# YOUR GOAL:
Rewrite the material as a Markdown table with the columns "Number" and "Entry," covering only the lines from the one containing "Expected: one point per instance of the bathroom" through the end of the material, both ends included. Skip any blank lines.

# PROVIDED RECORDS:
(begin)
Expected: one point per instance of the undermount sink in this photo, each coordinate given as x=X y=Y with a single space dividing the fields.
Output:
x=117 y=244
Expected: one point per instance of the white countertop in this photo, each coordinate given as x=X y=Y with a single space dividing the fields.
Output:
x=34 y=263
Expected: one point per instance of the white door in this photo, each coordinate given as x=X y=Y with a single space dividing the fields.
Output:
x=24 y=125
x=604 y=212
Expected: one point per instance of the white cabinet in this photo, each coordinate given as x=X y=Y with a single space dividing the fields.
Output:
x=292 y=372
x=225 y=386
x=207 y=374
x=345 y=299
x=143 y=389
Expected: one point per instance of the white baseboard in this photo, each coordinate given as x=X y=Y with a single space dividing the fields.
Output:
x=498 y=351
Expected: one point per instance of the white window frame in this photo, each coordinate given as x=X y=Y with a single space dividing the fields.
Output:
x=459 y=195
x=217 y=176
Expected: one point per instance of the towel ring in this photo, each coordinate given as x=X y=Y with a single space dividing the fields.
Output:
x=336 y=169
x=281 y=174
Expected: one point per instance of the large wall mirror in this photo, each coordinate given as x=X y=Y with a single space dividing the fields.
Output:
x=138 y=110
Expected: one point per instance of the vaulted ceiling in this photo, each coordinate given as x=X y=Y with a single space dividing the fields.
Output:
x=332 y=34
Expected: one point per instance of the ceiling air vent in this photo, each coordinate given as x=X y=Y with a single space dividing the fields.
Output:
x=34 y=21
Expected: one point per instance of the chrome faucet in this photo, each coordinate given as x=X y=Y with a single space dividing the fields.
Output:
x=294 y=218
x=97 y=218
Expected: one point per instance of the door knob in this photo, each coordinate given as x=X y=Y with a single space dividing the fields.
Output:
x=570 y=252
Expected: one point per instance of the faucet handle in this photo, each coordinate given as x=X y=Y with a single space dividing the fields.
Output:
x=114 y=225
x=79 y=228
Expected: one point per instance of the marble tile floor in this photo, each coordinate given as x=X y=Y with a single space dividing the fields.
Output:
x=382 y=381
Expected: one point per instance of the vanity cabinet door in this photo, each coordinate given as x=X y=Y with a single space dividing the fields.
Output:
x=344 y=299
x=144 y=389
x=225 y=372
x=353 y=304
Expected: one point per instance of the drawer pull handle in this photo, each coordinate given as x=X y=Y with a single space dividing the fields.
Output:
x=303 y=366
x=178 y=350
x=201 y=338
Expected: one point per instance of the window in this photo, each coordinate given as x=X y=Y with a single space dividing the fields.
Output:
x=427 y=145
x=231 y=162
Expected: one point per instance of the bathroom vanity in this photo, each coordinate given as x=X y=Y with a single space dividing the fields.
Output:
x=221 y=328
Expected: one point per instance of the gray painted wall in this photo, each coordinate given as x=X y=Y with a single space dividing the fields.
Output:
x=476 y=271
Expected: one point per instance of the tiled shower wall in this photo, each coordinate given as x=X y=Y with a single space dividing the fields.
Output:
(end)
# ANSWER TO THIS TASK:
| Number | Entry |
|---|---|
| 1 | Expected: one point per instance of the bathroom vanity in this photo, each coordinate given as x=X y=Y with a single space dividing the fields. |
| 2 | Output: |
| 3 | x=221 y=328 |
| 4 | Expected: one point per instance of the gray painted wall in this photo, each coordinate given as x=X y=Y with a single space dividing the fields. |
| 5 | Output: |
| 6 | x=476 y=271 |
| 7 | Expected: one point per instance of the tiled shower wall in this photo, each coordinate given as x=X y=Y with a single space dividing the fields. |
| 8 | Output: |